• [Exercise brief] Line by line, retype the whole listing exactly.

• [Exercise data]
⁂

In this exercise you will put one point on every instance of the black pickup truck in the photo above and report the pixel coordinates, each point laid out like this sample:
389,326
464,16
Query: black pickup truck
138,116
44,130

⁂

• [Your response]
In this exercise you will put one point on every instance of the black pickup truck in the photo above and report the pixel coordinates, each point laid out like this sample:
389,326
464,16
Query: black pickup truck
138,116
44,130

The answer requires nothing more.